- **ACTIVITY**
In your answer, print each of the records below exactly.

# # # # # # #

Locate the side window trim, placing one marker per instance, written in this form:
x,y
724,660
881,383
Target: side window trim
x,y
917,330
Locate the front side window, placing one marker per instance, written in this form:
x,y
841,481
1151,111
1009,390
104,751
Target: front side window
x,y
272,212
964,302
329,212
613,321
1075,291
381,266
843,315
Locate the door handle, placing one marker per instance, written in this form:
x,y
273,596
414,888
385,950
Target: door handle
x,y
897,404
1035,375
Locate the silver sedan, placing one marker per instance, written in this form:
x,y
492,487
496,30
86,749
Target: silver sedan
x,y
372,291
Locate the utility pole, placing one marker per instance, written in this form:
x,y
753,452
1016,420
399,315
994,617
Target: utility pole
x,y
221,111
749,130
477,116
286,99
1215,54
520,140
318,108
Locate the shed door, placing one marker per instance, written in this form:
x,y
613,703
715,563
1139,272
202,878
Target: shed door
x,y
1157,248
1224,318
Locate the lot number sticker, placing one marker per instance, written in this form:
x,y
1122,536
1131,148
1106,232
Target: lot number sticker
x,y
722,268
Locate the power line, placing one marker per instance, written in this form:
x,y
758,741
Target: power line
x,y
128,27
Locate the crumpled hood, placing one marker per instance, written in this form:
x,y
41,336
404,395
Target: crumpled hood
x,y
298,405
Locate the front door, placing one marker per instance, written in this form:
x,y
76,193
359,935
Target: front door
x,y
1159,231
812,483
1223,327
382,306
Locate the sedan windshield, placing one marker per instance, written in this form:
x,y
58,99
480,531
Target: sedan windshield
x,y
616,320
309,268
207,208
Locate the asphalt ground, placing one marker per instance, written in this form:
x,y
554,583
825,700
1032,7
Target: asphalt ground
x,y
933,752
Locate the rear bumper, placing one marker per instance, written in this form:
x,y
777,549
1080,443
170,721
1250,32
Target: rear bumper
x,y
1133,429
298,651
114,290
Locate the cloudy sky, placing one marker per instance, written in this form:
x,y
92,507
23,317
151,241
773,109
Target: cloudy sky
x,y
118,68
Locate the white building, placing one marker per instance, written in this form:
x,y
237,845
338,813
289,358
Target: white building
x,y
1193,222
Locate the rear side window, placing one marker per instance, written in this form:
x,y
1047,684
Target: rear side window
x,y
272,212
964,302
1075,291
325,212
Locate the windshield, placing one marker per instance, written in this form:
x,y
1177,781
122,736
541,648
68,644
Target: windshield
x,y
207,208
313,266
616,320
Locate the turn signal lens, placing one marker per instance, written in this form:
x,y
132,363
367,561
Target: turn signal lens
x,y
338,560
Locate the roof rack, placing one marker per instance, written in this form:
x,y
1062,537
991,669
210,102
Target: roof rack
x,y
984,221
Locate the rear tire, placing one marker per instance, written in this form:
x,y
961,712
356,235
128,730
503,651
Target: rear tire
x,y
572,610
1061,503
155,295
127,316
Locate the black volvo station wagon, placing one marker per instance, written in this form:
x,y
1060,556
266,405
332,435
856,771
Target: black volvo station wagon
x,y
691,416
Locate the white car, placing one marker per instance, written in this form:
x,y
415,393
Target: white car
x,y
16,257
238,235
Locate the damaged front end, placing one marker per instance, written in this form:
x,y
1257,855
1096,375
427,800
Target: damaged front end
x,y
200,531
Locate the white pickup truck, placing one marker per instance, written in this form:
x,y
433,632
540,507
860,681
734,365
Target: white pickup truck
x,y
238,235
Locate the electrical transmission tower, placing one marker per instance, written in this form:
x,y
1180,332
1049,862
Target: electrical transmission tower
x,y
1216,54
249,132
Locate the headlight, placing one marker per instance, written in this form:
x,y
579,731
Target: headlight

# # # # # # #

- **REPLY TO THE EXERCISE**
Locate the side window trim, placing one marker per instance, written in this form:
x,y
724,660
881,383
Target: side window trim
x,y
917,330
Locate the front side window, placing one marker per instance, written in this form:
x,y
841,481
1151,111
1009,390
104,751
Target: front side window
x,y
272,212
964,302
329,212
613,321
1075,291
381,266
843,315
Locate the door handle, placing one marker per instance, written in this form:
x,y
273,596
414,888
385,950
Target: door handle
x,y
897,404
1035,375
Locate the silver sedan, placing one marker per instance, written in this form:
x,y
492,487
496,30
86,749
Target: silver sedan
x,y
372,291
Locate the utility pole, placing one marker per instance, written in this form:
x,y
753,452
1016,420
399,315
994,617
Target: utility pole
x,y
221,111
749,130
477,116
286,99
1215,54
520,140
318,108
Locate the shed door, placing one marker per instance, written in this form:
x,y
613,703
715,563
1139,272
202,878
Target: shed door
x,y
1157,248
1224,318
Locate the lot number sticker, placing one marker per instance, written in this form:
x,y
1122,536
1131,148
1106,232
Target: lot number sticker
x,y
722,268
Locate the power line, placing one marker per instance, written in this form:
x,y
758,741
Target: power line
x,y
128,27
Locate the crumpled hood, placing one marker per instance, written in this form:
x,y
41,336
404,395
Target: crumpled hood
x,y
298,405
Locate the front door, placing one marker per instance, written in this form:
x,y
76,193
359,935
Target: front door
x,y
1159,231
812,483
1223,327
382,306
Locate the sedan windshield, placing one marker per instance, written in this form:
x,y
58,99
480,531
Target: sedan windshield
x,y
616,320
309,268
207,208
Locate the asphalt ground, placing one marker per instance, written in this form:
x,y
554,583
825,700
1032,7
Target: asphalt ground
x,y
933,752
Locate the rear bumper, placing one marker per instance, written in this form:
x,y
777,549
1080,443
170,721
1250,32
Target: rear bumper
x,y
1133,429
298,651
114,290
Locate the cloudy sky, placing one marker per instance, written in this form:
x,y
92,507
23,317
151,241
773,109
Target: cloudy sky
x,y
118,68
Locate the white building, placing one marker per instance, written in this form:
x,y
237,845
338,813
289,358
Target: white building
x,y
1193,222
Locate the rear side window, placing one marker per instance, written in this form:
x,y
1047,684
Target: rear side window
x,y
272,212
964,302
1075,291
325,212
Locate the windshield, placing one marker per instance, written in this form:
x,y
1177,781
122,736
541,648
68,644
Target: windshield
x,y
207,208
313,266
616,320
Locate the turn signal lens, placing one marker per instance, written in this form:
x,y
132,363
367,561
Target: turn signal lens
x,y
338,560
Locate the roof rack, placing one marker per instance, written in this form:
x,y
1062,537
991,669
210,102
Target: roof rack
x,y
984,221
Locate the rear tire, placing one marker per instance, written in this form:
x,y
961,712
356,235
128,730
503,651
Target: rear tire
x,y
572,610
1061,503
155,295
127,316
Locate the black volvo station wagon, placing one marker per instance, written in this form:
x,y
1060,556
266,405
332,435
856,771
Target: black volvo station wagon
x,y
691,416
Locate the white car, placing one marker per instance, written in this form:
x,y
415,393
Target: white car
x,y
16,257
238,235
Locate the damaged front end, placing one marker per instance, written in this form:
x,y
1257,855
1096,375
427,800
Target: damaged front end
x,y
200,531
Locate the white pickup truck, placing one marker per instance, written in this form:
x,y
433,632
540,507
860,681
734,365
Target: white pickup truck
x,y
238,235
Locate the electrical transmission tower, placing one marker per instance, written in this form:
x,y
1180,332
1049,862
Target: electrical transmission tower
x,y
1216,54
249,132
Locate the headlight, placing one marker per instance, written in this form:
x,y
579,731
Target: headlight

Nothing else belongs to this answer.